Exercises to complete:
1 – According to the blog chapter, how old is Craft now?
2 – Write out everything in the blog chapter from "But before I" down to "I appreciate it.".

----- Passage shown -----

'Porters and Hurricanes

Chapter 28- Disturbing Email #1

March 16, 2023

Very often, I speak way before I think. It’s a very bad habit of mine. Sometimes it can be very funny things that come out of my mouth, and sometimes they are very inappropriate. Sometimes they are very profound.

Then there are other times when I just say something that is plain stupid. Suggesting I should teleport next is probably one of those times. Why did I say that? Do I really feel like I can actually do this? I feel my body getting warm with nervousness. Oh boy. Inside I am really scared. I feel like my kids weren’t scared because they just did it without thinking about it. But of course my dumb ass announces it to my whole family! Probably stupid.

But before I get into my possibility of teleporting, I have to share this email I just received from my kids’ mother. It has disturbed me on many levels and I’d like to share it with my readers and listeners so you can see what I am STILL going through.

Please stop emailing Haley about Craft. She’s not his parent. Clearly you aren’t either. Like, you live two blocks away. Come knock on the door. See if Craft is okay. You knew I was away. Ask him to dinner. Check in on him. Call him. Imagine if something really was wrong and you sent an email to your daughter. Thank you for not writing bullshit about me in the blog anymore, I appreciate it.

The backstory here is that we are now in present day. Craft is now 16 years old and Haley is now in college. Craft and I have been hanging out pretty regularly but for some reason he wasn’t returning my texts and calls. He hasn’t been the best at responding to me in a timely fashion, but this time seemed different. Then I start getting messages from his high school that he is missing school- actually a few days. I text him again asking what’s going on with no response. Now I’m really concerned. I contact Haley to see if she knows anything. It’s what a concerned father should do right? I don’t hear back from her either. So I call the school and they tell me he has missed a few days and he has been late for school a few days as well. And they tell me they were told I was with him at an “appointment” which was his excuse for being tardy? I was never at an appointment with him. What the heck is going on?

----- Provided information -----

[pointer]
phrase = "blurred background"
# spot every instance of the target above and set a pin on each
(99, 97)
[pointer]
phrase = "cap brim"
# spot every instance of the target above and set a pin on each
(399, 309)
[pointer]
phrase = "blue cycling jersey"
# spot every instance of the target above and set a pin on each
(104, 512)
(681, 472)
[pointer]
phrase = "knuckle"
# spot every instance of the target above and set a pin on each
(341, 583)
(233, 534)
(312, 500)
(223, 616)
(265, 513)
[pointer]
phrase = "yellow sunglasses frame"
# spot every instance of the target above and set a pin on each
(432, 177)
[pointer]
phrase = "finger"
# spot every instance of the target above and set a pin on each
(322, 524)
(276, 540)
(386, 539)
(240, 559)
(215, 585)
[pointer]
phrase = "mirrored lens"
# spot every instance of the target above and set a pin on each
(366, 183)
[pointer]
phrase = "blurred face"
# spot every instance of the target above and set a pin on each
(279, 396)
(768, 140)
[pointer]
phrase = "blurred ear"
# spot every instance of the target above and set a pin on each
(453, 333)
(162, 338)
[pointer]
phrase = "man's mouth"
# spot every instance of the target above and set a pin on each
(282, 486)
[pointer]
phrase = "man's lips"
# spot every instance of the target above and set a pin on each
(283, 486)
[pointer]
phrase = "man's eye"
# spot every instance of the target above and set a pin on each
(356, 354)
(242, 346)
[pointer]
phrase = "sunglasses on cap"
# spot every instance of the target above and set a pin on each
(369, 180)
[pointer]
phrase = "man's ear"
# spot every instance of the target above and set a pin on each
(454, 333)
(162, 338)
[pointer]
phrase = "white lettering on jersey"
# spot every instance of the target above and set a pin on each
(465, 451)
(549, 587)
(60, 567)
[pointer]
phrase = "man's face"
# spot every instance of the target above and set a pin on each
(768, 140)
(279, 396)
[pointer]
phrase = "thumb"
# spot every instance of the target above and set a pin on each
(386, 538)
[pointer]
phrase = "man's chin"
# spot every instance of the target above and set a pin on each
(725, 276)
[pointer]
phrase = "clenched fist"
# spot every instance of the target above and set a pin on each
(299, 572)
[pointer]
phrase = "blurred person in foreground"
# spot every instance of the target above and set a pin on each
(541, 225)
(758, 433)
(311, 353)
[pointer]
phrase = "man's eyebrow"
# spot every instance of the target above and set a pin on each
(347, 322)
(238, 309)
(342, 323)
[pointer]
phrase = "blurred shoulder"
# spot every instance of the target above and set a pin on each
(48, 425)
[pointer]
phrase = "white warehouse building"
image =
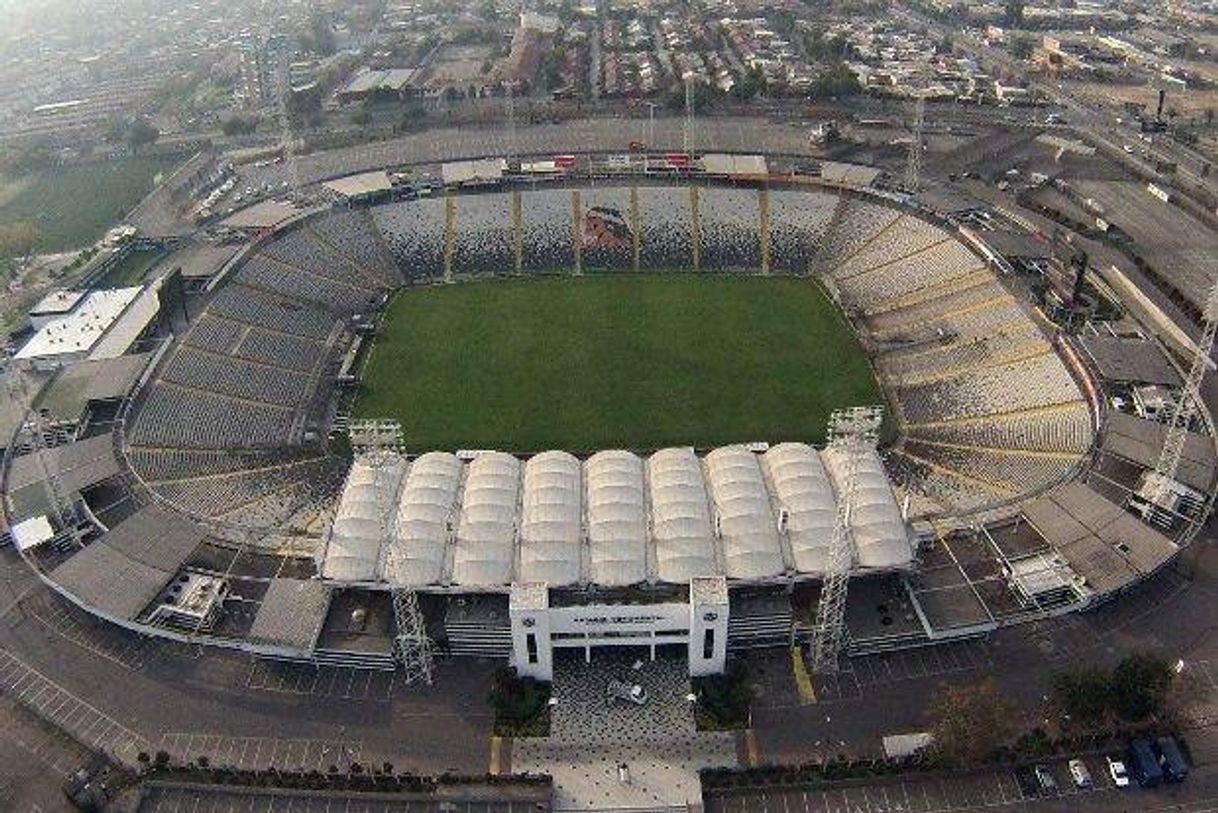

-----

Solutions:
1 – Craft is now 16 years old.

2 –
But before I get into my possibility of teleporting, I have to share this email I just received from my kids’ mother. It has disturbed me on many levels and I’d like to share it with my readers and listeners so you can see what I am STILL going through.

Please stop emailing Haley about Craft. She’s not his parent. Clearly you aren’t either. Like, you live two blocks away. Come knock on the door. See if Craft is okay. You knew I was away. Ask him to dinner. Check in on him. Call him. Imagine if something really was wrong and you sent an email to your daughter. Thank you for not writing bullshit about me in the blog anymore, I appreciate it.